> _Work item A_: Reproduce the review from "Corporations like Lifetime" to "would have it.".
> _Work item B_: According to the review, how much do U.S. corporations spend each year waging the war of ideas through propaganda?

Chelsea Green, 288 pp.
Review by David
Edwards
This book deals
with the real environmental crisis—the crisis that lies in the fact that the modern
mass media system is a corporate system deeply embedded in, and dependent on, the wider
corporate status quo; and in the related capacity of corporate power to boost facts,
ideas, and political choices conducive to profit maximization, and to stifle those that
are not. The effect of these realities on the environmental movement has been both
dramatic and catastrophic.
In 1989 a New
York Times poll found that 80 percent of people surveyed agreed that “protecting
the environment is so important that standards cannot be too high and continuing
environmental improvements must be made regardless of cost.” In the same year Green
parties in Europe attracted 15 percent of the vote, while 16 percent of Canadians surveyed
said the environment was the most important problem in Canada.
By 1991, 50 percent
of those surveyed agreed that environmentalists had “gone too far,” compared
with 17 percent the year before. The decline in Green party fortunes reflected this
perception, notably in Britain where Jonathon Porritt observed that the British Green
party had “all but disappeared as a serious political force.”
According to Sharon
Beder, this rapid change in feeling is the result of a massive corporate response to the
threat of costly environmental regulations. Corporate executives realized that
environmentalism was, in their own words, “the life and death PR battle of the 1990s.”
The objective, one consultant told the oil and gas industry, was to “put the
environmental lobby out of business,” to render it “superfluous, an anachronism.”
Likewise, a consultant told a meeting of the Ontario Forest Industries Association that
“You must turn the public against environmentalists or you will lose the
environmental battle as surely as the U.S. timber industry has lost theirs.”
The aim was clear,
the means also—money, lots of it. U.S. corporations today spend over $1 billion a
year waging the war of ideas through propaganda of various kinds.
The assault against
environmentalism begins deep in cultural norms. Retailing analyst Victor Lebow explains:
“Our enormously productive economy…demands that we make consumption our way of
life, that we convert the buying and use of goods into rituals, that we seek spiritual
satisfaction, our ego satisfaction, in consumption…We need things, consumed, burned up,
worn out, replaced, and discarded at an ever increasing rate.”
The average
American is exposed to some 3,000 advertising sermons to this grubby corporate god every
day of his or her life, with more money being spent persuading Americans to be consumers
than is spent on higher education or Medicare. As with every power religion,
impressionable children are a prime target. The senior vice-president of Grey Advertising
declares: “It isn’t enough to just advertise on television…You’ve got to
reach kids throughout their day—in school, as they’re shopping at the mall…or
at the movies. You’ve got to become part of the fabric of their lives.”
A goal achieved by
the corporate educational materials currently flooding the U.S. education system.
Corporations like Lifetime Learning Systems remind their corporate clients that “Kids
spend 40 percent of each day in the classroom where traditional advertising can’t
reach them…Now you can enter the classroom through custom-made learning materials
created with your specific marketing objectives in mind. Communicate with young spenders
directly and, through them, their teachers and families as well.”
Environmentalists
who seek to spoil the party are subject to a barrage of corporate flak: “Environmental
education is engaging children in politics in primary school and, frankly, is
indoctrination,” as David Reidnauer, of the U.S. National Centre for Public Policy
Research, would have it.

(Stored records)
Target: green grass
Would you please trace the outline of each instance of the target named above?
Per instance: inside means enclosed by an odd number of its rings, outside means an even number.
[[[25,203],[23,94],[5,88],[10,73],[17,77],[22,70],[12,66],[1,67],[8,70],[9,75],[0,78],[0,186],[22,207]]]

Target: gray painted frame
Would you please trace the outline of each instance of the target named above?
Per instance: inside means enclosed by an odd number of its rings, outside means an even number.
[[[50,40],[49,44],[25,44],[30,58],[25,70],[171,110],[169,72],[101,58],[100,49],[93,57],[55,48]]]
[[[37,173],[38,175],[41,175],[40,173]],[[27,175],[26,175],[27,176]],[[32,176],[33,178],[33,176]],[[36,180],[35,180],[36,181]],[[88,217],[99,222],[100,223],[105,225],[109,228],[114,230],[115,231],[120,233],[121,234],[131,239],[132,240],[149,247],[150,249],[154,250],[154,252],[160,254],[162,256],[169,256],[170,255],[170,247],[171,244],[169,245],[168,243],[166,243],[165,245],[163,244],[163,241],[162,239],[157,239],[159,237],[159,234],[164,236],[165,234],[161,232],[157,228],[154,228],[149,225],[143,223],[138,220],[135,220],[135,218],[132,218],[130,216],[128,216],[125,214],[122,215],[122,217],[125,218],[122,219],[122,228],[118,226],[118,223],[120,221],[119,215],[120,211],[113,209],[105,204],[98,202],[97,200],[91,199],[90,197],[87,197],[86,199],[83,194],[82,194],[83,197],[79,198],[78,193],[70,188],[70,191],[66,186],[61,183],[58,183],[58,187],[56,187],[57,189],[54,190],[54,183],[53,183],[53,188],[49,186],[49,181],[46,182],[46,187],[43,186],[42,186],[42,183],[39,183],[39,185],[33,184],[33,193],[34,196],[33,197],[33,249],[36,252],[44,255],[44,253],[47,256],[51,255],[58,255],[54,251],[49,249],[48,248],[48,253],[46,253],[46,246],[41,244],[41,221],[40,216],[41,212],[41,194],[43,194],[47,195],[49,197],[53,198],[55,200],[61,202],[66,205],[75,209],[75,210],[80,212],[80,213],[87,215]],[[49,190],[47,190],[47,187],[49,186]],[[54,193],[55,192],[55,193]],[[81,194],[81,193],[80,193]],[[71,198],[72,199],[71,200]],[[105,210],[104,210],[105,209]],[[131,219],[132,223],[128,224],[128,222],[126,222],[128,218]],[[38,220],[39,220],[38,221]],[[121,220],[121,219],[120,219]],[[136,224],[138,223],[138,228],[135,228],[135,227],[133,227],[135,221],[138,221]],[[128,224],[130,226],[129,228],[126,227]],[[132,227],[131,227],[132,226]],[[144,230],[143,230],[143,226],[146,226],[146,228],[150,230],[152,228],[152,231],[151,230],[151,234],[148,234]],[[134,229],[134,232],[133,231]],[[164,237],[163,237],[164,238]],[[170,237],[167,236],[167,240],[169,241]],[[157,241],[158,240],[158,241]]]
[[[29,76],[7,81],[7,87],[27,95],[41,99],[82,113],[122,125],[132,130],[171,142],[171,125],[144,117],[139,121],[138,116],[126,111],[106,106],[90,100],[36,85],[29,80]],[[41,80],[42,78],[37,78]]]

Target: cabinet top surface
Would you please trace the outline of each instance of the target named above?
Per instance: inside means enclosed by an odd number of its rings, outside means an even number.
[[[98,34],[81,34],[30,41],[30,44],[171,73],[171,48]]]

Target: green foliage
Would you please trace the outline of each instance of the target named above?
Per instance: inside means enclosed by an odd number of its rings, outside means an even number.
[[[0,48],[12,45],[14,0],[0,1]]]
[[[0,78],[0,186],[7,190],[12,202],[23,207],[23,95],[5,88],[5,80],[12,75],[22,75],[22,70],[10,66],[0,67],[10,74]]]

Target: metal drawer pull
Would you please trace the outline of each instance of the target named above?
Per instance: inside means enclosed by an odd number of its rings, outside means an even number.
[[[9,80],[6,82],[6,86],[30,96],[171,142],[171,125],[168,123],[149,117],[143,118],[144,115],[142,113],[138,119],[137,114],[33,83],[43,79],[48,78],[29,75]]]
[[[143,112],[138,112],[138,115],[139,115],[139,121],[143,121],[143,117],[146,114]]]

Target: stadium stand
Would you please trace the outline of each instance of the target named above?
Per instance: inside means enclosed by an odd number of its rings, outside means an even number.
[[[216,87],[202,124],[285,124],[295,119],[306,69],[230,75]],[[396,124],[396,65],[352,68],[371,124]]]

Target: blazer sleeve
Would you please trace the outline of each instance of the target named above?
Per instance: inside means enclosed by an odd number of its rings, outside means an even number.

> _Response area A_:
Corporations like Lifetime Learning Systems remind their corporate clients that “Kids
spend 40 percent of each day in the classroom where traditional advertising can’t
reach them…Now you can enter the classroom through custom-made learning materials
created with your specific marketing objectives in mind. Communicate with young spenders
directly and, through them, their teachers and families as well.”
Environmentalists
who seek to spoil the party are subject to a barrage of corporate flak: “Environmental
education is engaging children in politics in primary school and, frankly, is
indoctrination,” as David Reidnauer, of the U.S. National Centre for Public Policy
Research, would have it.

> _Response area B_: Over $1 billion a year.